Task instructions:
a. In the punk rock essay below, rewrite the stretch from "Take a look" through "our very society.", changing "unexpected" to "surprising".
b. Pick up the punk rock essay after its final sentence and keep writing.

Source document:
--------------------

David Hoffman

Freshman, Political Science and Physics major

Punk Rock: most of you probably know it as that one genre you casually skip over on Pandora, or perhaps as that thing your mom never wants to hear in the car again. Is there, however, a different side to punk that many fail to witness? (The answer is yes.)

Don’t simply take my word for it; Chance Fleeting, high-school senior and drummer for Tampa-based band Concrete Johnson, describes punk as advocating “the fraternal form of freedom that we all need.” William Hoffman, first-year UF law student and former bassist of well-received, Tampa-based bands such as Hovering Humanoids and I-and-I, argues that punk is “a freedom from restriction, a freedom from tradition, a freedom from limitation.” Likewise, Matt Marder, third-year UF engineering student and manager of Gainesville-based band Velocirapture, describes punk as “a way of uplifting the community.” So, what is the deal? These descriptions seem to address philosophical themes rather than a genre of music. What exactly is punk?

In a time when rock was either growing more and more soft or attempting (and failing) to recreate the styles of 1960s rock legends, punk rock changed the name of the game. Bands like The Ramones, The Clash, and The Stooges developed a style of rock music consisting of dirty, crunchy guitar riffs, fast-paced drumming, and vocals (often shouted and gritty) with lyrics that speak straight to the heart and mind. This music was not only blunt and honest but it was purposely not overly complicated or technologized – the idea was (and still is) that this new, raw form of musical expression should be accessible to anyone because it belongs to everyone. This is how punk rock, the genre of music, came to be.

Take a look at punk bands and musicians from an intellectual perspective, and you will discover something even more unexpected and remarkable. You will find, across space and time, a group of people, young and old, white and black (and all colors in between), men and women, and gay and straight, who all have one basic commonality: “we (the band and audience included) are upset and we’re all going to talk about it by sharing this wonderful thing we call music.” Believe it or not, punk bands have even influenced our very society.

On January 12, 1991, in protest of US involvement in the Middle East and the Gulf War, hardcorepunk band Fugazi played a show right outside of the White House in support of the march/protest against the war.

--------------------

Supplied entries:
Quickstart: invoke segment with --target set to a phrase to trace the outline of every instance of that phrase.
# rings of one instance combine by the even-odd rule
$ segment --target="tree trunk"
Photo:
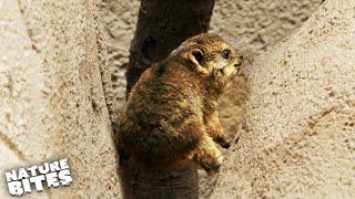
[[[154,62],[166,57],[182,41],[207,32],[214,0],[142,0],[131,43],[126,94]],[[125,198],[199,198],[194,164],[176,169],[144,170],[120,158]]]
[[[256,59],[212,198],[355,198],[354,8],[325,1]]]

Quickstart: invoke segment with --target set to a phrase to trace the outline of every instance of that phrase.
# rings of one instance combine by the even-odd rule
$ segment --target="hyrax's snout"
[[[241,70],[243,59],[244,59],[243,54],[241,54],[241,53],[236,54],[236,59],[235,59],[235,62],[234,62],[234,67],[235,67],[235,70],[237,72],[240,72],[240,70]]]

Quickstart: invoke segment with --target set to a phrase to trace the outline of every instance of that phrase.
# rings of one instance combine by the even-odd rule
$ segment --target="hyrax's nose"
[[[244,59],[243,54],[239,53],[237,59],[236,59],[236,63],[234,64],[234,67],[241,67],[243,59]]]

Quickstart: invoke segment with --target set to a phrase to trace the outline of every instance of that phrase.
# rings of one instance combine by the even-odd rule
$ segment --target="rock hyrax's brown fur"
[[[219,169],[226,136],[217,98],[239,73],[241,55],[220,36],[203,33],[183,42],[146,70],[129,95],[115,135],[119,151],[149,168],[196,160]]]

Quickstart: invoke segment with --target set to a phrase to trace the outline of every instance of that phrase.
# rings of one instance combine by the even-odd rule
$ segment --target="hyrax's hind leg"
[[[209,135],[214,142],[220,144],[223,148],[230,147],[230,142],[227,140],[227,136],[222,128],[219,118],[219,112],[216,109],[214,109],[214,112],[207,117],[205,126]]]
[[[217,172],[223,163],[221,150],[207,134],[203,134],[194,158],[210,175]]]

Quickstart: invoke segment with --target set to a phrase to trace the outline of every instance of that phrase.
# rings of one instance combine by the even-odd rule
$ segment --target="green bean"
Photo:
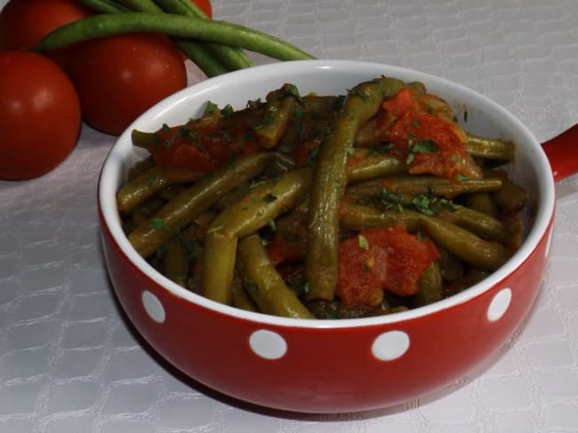
[[[198,177],[199,173],[193,171],[154,167],[132,178],[116,193],[116,206],[120,212],[127,214],[168,185],[193,182]]]
[[[137,206],[130,213],[131,221],[132,222],[133,226],[137,227],[142,224],[145,220],[149,218],[151,215],[158,212],[165,204],[166,201],[165,200],[161,197],[155,196]]]
[[[98,13],[125,12],[129,9],[113,0],[80,0],[80,3]]]
[[[510,141],[486,138],[474,134],[467,134],[466,150],[476,158],[510,162],[514,159],[515,146]]]
[[[503,186],[500,191],[492,194],[494,202],[504,212],[519,212],[527,201],[527,191],[508,178],[503,178],[502,183]]]
[[[434,176],[397,176],[357,184],[348,191],[369,196],[379,196],[384,190],[406,195],[432,193],[452,199],[462,193],[498,191],[502,185],[497,178],[456,181]]]
[[[178,235],[173,236],[165,245],[163,254],[164,274],[183,287],[189,275],[189,257]]]
[[[243,288],[243,280],[237,274],[233,279],[233,306],[246,311],[257,311],[255,303]]]
[[[418,283],[418,292],[413,296],[413,303],[420,307],[444,298],[444,281],[439,262],[432,263],[423,272]]]
[[[278,143],[287,130],[299,98],[299,91],[293,84],[284,84],[267,95],[265,116],[255,127],[260,146],[269,149]]]
[[[215,218],[207,230],[205,245],[203,294],[206,297],[230,303],[238,238],[251,234],[296,206],[307,193],[310,179],[311,169],[301,169],[259,183]]]
[[[126,9],[141,12],[162,12],[163,10],[152,0],[116,0]]]
[[[464,262],[486,271],[502,266],[511,253],[497,242],[484,240],[471,232],[434,216],[421,216],[428,234]]]
[[[321,145],[313,174],[307,226],[305,270],[308,299],[333,299],[337,286],[339,202],[347,181],[348,152],[359,127],[379,110],[403,83],[382,77],[362,83],[349,91],[330,136]]]
[[[444,210],[439,217],[487,240],[504,243],[510,239],[507,228],[498,219],[465,206],[458,206],[454,210]]]
[[[126,12],[99,14],[66,24],[47,35],[40,51],[127,32],[163,33],[245,48],[279,60],[313,59],[302,50],[275,36],[238,24],[184,17],[173,13]]]
[[[383,176],[407,172],[407,165],[398,158],[387,154],[373,154],[371,150],[360,148],[348,160],[348,184],[366,181]]]
[[[496,208],[492,197],[488,193],[472,193],[464,197],[468,208],[486,214],[489,216],[495,216]]]
[[[415,232],[420,227],[421,216],[411,210],[380,211],[369,206],[341,201],[339,224],[341,228],[354,232],[401,224],[407,231]]]
[[[208,19],[194,2],[189,0],[155,0],[164,11],[193,18]],[[242,50],[221,43],[207,43],[208,49],[229,70],[243,69],[253,66]],[[197,62],[195,62],[197,63]]]
[[[237,160],[219,169],[190,188],[181,193],[160,211],[129,233],[134,248],[148,256],[183,228],[196,216],[208,209],[239,182],[261,173],[274,160],[274,154],[257,154]]]
[[[238,258],[249,295],[261,312],[276,316],[314,319],[295,292],[271,264],[260,236],[250,234],[239,241]]]

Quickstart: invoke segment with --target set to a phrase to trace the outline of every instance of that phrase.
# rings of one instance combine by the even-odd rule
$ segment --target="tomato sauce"
[[[402,89],[382,108],[389,116],[392,153],[408,163],[411,174],[465,174],[466,146],[459,127],[421,104],[416,91]]]
[[[378,305],[383,290],[415,295],[420,278],[438,257],[433,242],[401,226],[364,230],[340,244],[336,294],[346,308]]]

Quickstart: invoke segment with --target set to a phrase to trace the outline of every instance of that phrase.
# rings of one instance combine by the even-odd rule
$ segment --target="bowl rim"
[[[492,272],[492,274],[479,283],[471,286],[462,292],[431,304],[405,311],[357,319],[293,319],[277,317],[261,312],[247,311],[237,307],[219,303],[215,301],[205,298],[201,295],[191,292],[173,282],[149,265],[147,261],[132,247],[128,238],[122,231],[120,219],[116,207],[115,194],[117,190],[116,179],[122,171],[121,164],[123,162],[124,155],[123,146],[127,146],[127,140],[130,141],[131,130],[139,127],[141,123],[148,122],[149,119],[157,115],[162,115],[164,113],[170,111],[171,106],[178,101],[181,101],[192,94],[218,88],[229,80],[237,82],[246,80],[252,81],[258,80],[259,76],[269,76],[270,75],[277,75],[281,79],[283,79],[283,77],[291,76],[292,73],[327,69],[336,71],[337,73],[351,71],[358,71],[359,73],[366,72],[367,74],[373,74],[374,76],[378,74],[376,71],[381,71],[381,73],[385,75],[405,77],[406,80],[409,78],[413,81],[417,80],[425,82],[426,86],[428,86],[428,83],[435,83],[437,85],[442,85],[451,89],[452,91],[460,94],[466,94],[471,98],[478,99],[486,106],[491,107],[492,110],[495,110],[498,114],[506,118],[508,122],[511,123],[513,128],[524,136],[525,146],[532,146],[532,158],[533,160],[535,160],[535,166],[537,168],[536,176],[538,178],[537,185],[540,188],[540,191],[537,193],[540,197],[540,203],[536,209],[534,220],[520,248],[516,251],[501,268]],[[374,62],[333,59],[296,60],[256,66],[248,69],[235,71],[201,81],[163,99],[139,116],[127,128],[127,130],[117,138],[113,146],[109,149],[100,169],[97,195],[97,204],[101,215],[100,224],[106,225],[122,254],[125,256],[140,272],[149,277],[160,287],[163,287],[163,289],[167,290],[172,295],[187,302],[225,316],[232,316],[237,319],[260,323],[261,325],[309,328],[343,328],[393,324],[434,314],[445,309],[449,309],[467,303],[468,301],[484,294],[492,287],[496,287],[496,285],[500,284],[518,268],[523,265],[526,260],[535,250],[541,240],[547,232],[548,227],[553,217],[555,206],[554,179],[550,162],[542,148],[542,146],[528,128],[501,105],[466,86],[425,72]]]

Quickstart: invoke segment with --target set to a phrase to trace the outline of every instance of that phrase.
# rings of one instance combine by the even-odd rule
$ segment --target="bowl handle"
[[[555,181],[578,173],[578,124],[545,141],[542,146],[552,166]]]

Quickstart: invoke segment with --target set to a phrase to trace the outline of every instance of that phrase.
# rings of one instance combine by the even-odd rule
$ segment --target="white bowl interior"
[[[462,122],[467,130],[516,143],[516,162],[510,173],[517,182],[528,189],[531,209],[527,218],[529,227],[522,248],[484,281],[443,301],[392,315],[341,320],[293,319],[245,311],[189,292],[155,271],[130,245],[121,228],[115,195],[124,182],[128,169],[146,156],[142,149],[132,146],[132,130],[154,131],[163,123],[183,123],[191,117],[198,116],[207,101],[242,108],[248,100],[264,98],[269,91],[285,83],[296,84],[302,95],[309,92],[337,95],[344,94],[348,89],[363,81],[381,75],[406,82],[422,82],[429,92],[445,98],[454,106],[458,119],[463,121],[467,117],[467,121]],[[123,252],[153,280],[174,295],[206,308],[261,323],[292,327],[341,327],[395,322],[466,302],[501,281],[524,262],[544,233],[554,209],[554,184],[548,160],[527,128],[504,108],[473,91],[442,78],[397,67],[347,60],[304,60],[265,65],[205,80],[175,93],[140,116],[118,138],[104,162],[99,191],[99,205],[105,224],[116,241]]]

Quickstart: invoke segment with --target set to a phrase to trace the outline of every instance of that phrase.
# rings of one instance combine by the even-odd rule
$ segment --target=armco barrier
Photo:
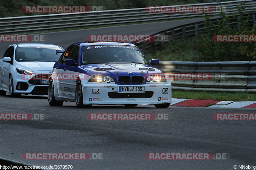
[[[169,75],[174,89],[256,92],[256,62],[191,62],[163,61],[157,66]],[[206,74],[207,79],[171,76],[175,73]]]
[[[244,0],[183,5],[183,6],[209,6],[226,7],[226,13],[231,15],[237,12],[236,6],[244,2],[246,13],[253,13],[256,8],[256,0]],[[221,11],[210,13],[209,17],[219,16]],[[202,18],[202,13],[149,13],[145,8],[106,10],[87,13],[61,13],[6,17],[0,18],[0,34],[17,34],[43,33],[67,29],[82,29],[92,27],[106,26],[124,24],[145,23],[188,18]],[[202,29],[199,26],[199,30]],[[175,28],[172,33],[177,37],[194,34],[193,26]],[[185,31],[184,31],[185,30]],[[184,32],[186,32],[184,35]],[[183,32],[183,33],[182,33]]]

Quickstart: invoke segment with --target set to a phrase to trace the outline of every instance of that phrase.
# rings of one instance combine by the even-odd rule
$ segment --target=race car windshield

--------------------

List of answers:
a.
Take a look at punk bands and musicians from an intellectual perspective, and you will discover something even more surprising and remarkable. You will find, across space and time, a group of people, young and old, white and black (and all colors in between), men and women, and gay and straight, who all have one basic commonality: “we (the band and audience included) are upset and we’re all going to talk about it by sharing this wonderful thing we call music.” Believe it or not, punk bands have even influenced our very society.

b.
Consider the early-punk group Minor Threat. In 1981, Minor Threat released a song called “Straight Edge,” which would, in fact, inspire a nation-wide social movement among young punk-rockers called the Straight Edge Movement. To paraphrase Ian MacKaye, lead singer of Minor Threat, on his motivation for writing “Straight Edge,” rather than waste money, time, and health abusing drugs and alcohol like his peers to simply “fit in”, he and his friends decided to immerse themselves into the music scene of Washington D.C. and pursue more productive, socially outreaching activities.

MacKaye and Minor Threat never had any intention of changing or inspiring the minds of others. They were simply kids using music to express and communicate their distaste with an aspect of society. This is what punk is all about: independence of thought, free expression, and community for all, especially for those who feel different and/or alone.

As we delve deeper into the essence of punk, it becomes increasingly clear that punk rock and punk are related but not necessarily synonymous. Punk rock is a genre of music that began in the mid-70’s. At its core, however, punk is an attitude, a way of life, which has no beginning; it’s a natural human instinct. In fact, some of the most socially prominent examples of punk are not even music-related. Joan of Arc, Martin Luther King, Nelson Mandela, Galileo and so many others were all punk-rockers. They witnessed injustice in their respective societies and did not shy away from speaking out against it. These themes of resistance and desire for social change are both intrinsic to punk as an attitude and characteristic of truehearted punk rock music.

Jimi Hendrix playing his rendition of US National Anthem in protest of the Vietnam War – Woodstock, August 18, 1969

The question still remains: what exactly is punk? Punk is hardcore band Fugazi playing right outside the White House in support of a march against the Gulf War in 1991. Punk is Rage Against the Machine playing a surprise show right outside of the New York Stock Exchange in defiance of the top one-percent’s record profits amidst the private-sector’s record layoffs in 2000. Punk is Jimi Hendrix playing his rendition of the U.S. national anthem at Woodstock in 1969, in which he artistically morphs the structure of the anthem as a protest against the Vietnam War. Punk is an attitude. Punk is expression, resistance, and freedom, and punk rock is any and all music that embodies this attitude.

So the next time find yourself aimlessly perusing YouTube instead of doing your homework, dive into some of the aforementioned groups with an open, curious, and patient mind. And when you’ve purchased that Fugazi CD, that Rise Against CD, or that Black Flag CD, go ahead and explain to your mom the meaning behind these bands and their work. Engage the music and feel the uplifting energy and politically/socially charged themes flow through you. You’ll learn that you too are a punk rocker, and that your life is yours to live; this world is yours to change.